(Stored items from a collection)
-- -- --

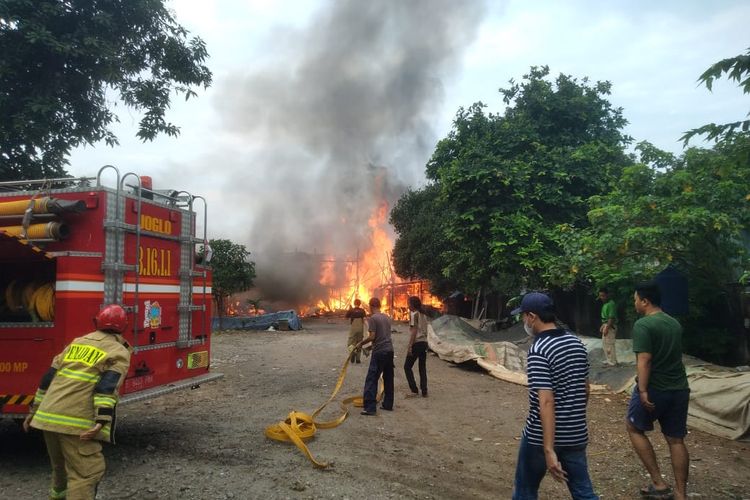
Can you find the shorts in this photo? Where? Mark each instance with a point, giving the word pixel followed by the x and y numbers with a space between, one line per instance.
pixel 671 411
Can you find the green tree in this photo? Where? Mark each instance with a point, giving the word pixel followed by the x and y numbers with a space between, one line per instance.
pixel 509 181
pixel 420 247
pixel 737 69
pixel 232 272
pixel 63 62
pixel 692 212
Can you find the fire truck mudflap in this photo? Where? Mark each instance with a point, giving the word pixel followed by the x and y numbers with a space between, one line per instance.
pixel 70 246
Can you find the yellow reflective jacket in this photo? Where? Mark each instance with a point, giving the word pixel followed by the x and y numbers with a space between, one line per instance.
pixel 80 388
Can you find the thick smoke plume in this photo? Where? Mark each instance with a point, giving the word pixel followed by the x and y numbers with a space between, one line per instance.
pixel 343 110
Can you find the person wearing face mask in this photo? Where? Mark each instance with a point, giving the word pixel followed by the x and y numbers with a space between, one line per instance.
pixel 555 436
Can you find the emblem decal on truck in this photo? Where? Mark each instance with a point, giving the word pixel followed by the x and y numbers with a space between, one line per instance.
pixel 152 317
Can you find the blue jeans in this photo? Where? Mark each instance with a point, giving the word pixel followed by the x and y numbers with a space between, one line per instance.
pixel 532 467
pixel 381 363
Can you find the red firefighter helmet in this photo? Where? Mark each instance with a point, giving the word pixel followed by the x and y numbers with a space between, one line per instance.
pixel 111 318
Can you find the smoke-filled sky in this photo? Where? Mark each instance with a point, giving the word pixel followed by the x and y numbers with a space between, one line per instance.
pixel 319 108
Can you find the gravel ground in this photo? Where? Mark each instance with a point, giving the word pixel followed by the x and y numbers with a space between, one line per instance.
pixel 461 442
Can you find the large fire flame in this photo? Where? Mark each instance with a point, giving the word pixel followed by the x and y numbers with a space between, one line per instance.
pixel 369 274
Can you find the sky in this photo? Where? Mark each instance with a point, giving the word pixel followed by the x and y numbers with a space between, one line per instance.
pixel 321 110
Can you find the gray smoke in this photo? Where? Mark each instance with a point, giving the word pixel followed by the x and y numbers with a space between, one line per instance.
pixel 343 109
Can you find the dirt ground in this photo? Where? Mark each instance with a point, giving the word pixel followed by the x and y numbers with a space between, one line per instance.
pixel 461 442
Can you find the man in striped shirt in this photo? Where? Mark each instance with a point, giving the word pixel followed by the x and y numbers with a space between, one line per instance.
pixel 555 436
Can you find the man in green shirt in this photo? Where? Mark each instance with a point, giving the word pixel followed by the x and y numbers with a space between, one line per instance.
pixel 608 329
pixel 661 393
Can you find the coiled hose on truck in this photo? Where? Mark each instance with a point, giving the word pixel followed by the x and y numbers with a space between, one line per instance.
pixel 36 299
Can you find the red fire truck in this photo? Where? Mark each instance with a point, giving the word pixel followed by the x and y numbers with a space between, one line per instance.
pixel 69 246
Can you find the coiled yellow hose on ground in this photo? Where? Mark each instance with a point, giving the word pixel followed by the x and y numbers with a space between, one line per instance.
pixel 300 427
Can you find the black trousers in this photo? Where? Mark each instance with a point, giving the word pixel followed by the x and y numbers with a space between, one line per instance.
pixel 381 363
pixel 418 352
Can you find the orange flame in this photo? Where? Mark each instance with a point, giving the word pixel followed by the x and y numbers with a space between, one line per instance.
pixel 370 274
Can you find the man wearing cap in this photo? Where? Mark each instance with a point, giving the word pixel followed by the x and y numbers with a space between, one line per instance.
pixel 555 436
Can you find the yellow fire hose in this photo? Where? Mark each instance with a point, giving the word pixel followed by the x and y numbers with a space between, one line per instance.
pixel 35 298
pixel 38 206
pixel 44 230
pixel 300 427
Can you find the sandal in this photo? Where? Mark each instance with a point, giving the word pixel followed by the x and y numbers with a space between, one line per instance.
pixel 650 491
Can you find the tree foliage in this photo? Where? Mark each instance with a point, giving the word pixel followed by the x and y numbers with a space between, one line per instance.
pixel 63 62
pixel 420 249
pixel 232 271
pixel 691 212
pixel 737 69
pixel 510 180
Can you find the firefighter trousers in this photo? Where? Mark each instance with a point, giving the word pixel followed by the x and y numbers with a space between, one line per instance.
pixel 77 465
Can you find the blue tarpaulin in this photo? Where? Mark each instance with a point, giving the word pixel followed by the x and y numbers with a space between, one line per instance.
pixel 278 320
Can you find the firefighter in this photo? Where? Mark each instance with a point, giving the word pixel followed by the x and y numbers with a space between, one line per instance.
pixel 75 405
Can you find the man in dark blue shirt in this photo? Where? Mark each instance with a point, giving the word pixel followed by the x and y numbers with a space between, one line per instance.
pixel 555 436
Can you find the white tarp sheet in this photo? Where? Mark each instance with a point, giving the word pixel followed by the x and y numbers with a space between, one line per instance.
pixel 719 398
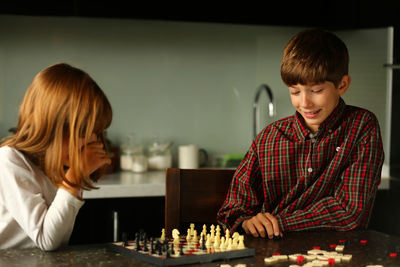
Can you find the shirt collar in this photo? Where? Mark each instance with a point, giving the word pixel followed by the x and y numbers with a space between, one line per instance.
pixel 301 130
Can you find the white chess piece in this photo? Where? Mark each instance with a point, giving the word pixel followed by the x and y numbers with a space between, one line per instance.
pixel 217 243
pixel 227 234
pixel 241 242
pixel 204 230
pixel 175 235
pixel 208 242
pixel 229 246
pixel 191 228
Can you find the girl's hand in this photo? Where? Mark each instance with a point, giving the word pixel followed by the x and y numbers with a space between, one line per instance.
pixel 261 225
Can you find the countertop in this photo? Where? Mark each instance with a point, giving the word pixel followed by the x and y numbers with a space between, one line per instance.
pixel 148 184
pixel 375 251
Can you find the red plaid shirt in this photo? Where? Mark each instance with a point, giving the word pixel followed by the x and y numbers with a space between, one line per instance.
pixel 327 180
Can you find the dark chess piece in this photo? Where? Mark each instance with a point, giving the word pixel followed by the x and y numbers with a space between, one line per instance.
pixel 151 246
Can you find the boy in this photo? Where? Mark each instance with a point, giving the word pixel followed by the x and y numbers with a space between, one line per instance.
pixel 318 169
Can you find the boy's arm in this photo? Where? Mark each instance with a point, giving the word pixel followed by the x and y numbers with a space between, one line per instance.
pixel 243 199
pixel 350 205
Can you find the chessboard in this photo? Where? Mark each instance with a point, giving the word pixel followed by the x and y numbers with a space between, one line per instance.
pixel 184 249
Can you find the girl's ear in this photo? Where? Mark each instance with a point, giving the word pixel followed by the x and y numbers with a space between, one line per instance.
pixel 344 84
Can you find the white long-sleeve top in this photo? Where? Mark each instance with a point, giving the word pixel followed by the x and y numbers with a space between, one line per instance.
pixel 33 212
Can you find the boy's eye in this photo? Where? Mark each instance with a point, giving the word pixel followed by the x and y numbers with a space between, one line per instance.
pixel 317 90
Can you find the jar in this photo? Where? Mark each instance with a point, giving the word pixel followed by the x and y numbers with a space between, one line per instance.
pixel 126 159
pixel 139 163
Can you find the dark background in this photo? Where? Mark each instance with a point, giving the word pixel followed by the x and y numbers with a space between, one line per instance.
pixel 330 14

-- -- --

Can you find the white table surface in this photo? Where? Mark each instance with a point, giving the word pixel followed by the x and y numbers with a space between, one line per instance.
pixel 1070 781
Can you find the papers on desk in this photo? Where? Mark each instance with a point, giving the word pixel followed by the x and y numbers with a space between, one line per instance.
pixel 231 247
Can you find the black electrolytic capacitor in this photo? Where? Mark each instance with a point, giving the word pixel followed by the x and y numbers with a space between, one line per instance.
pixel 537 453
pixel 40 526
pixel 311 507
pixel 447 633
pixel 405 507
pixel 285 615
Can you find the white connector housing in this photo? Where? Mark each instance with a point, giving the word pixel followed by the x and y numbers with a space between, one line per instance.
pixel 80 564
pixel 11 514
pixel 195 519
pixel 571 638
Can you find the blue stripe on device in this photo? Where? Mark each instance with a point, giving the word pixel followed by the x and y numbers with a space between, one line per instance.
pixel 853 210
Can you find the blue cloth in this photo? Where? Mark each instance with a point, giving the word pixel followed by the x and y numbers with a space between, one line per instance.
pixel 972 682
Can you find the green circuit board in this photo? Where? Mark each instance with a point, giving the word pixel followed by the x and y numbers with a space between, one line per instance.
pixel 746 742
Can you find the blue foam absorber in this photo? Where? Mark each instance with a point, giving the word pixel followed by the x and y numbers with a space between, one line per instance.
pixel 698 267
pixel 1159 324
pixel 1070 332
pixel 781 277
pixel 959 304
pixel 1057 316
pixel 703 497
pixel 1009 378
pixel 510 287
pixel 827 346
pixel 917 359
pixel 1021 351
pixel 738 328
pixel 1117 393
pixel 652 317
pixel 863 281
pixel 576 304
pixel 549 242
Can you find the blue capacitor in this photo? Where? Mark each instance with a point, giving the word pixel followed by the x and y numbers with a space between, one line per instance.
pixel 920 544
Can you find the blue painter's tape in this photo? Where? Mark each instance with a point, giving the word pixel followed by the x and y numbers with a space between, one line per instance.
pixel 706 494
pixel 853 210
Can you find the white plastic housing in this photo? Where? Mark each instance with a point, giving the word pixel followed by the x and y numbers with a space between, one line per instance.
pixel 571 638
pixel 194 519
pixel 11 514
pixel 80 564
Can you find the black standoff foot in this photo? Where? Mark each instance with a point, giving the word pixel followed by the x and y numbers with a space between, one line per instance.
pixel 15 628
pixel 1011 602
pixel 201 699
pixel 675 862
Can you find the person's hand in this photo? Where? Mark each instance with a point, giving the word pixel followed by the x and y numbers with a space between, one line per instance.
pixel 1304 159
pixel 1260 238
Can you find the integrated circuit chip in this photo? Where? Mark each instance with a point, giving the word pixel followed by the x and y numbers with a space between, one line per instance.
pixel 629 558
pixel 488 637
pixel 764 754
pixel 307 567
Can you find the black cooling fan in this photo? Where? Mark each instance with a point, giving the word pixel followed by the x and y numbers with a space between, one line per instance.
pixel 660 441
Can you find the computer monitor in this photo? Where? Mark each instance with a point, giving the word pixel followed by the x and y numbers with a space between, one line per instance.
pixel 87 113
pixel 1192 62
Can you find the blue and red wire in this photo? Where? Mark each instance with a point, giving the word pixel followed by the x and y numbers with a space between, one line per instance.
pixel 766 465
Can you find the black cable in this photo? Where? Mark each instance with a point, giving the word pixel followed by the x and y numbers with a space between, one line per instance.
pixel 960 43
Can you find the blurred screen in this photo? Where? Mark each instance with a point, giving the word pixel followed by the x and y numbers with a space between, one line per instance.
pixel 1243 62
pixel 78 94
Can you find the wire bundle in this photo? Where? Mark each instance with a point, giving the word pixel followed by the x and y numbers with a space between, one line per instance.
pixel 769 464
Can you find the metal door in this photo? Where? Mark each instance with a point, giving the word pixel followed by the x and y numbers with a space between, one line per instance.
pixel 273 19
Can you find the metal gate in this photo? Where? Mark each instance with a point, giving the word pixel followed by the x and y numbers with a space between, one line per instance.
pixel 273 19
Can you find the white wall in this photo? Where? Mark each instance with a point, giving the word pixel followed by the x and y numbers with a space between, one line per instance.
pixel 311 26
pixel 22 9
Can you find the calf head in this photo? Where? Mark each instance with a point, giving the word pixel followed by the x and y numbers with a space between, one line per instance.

-- -- --

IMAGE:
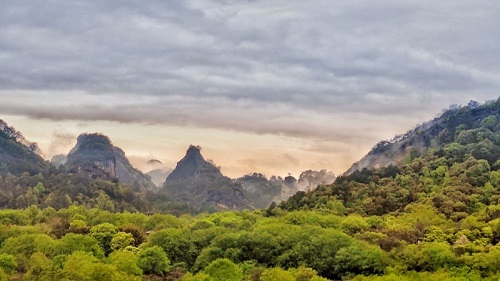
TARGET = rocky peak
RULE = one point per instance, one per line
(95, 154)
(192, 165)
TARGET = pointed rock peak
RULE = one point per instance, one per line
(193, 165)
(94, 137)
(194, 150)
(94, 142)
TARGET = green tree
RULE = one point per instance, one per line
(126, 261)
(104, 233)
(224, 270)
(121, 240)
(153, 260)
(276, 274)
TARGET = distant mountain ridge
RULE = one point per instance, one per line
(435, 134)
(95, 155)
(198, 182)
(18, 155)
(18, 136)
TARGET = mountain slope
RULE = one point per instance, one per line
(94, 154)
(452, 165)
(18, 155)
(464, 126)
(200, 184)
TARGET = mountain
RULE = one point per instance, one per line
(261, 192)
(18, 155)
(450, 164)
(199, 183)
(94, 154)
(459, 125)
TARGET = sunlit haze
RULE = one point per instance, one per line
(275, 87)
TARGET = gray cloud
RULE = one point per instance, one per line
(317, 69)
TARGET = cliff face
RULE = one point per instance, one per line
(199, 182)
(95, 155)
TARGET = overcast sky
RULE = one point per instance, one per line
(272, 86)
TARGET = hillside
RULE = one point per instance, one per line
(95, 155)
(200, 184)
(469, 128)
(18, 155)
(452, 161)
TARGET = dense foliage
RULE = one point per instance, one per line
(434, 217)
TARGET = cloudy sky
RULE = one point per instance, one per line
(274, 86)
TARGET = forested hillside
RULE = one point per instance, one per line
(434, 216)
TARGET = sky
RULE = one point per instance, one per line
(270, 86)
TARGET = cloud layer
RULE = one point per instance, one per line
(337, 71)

-- -- --

* _What to work on_: Write out again, word for word, the lines of the entries starting at the line containing "Can you find the papers" and ending at the line containing "pixel 285 615", both included.

* _Solution to this exercise_:
Can you find the papers on desk in this photo? Where? Mark each instance with a point, giving the word pixel followed by the x and y numbers with a space between, one line per instance.
pixel 231 247
Can you find the black electrolytic capacitor in this photo? Where? Mark each instance with a point, giving the word pixel followed by the x and y numbers with a space between, one line per instance.
pixel 537 453
pixel 40 526
pixel 311 507
pixel 447 633
pixel 405 507
pixel 285 615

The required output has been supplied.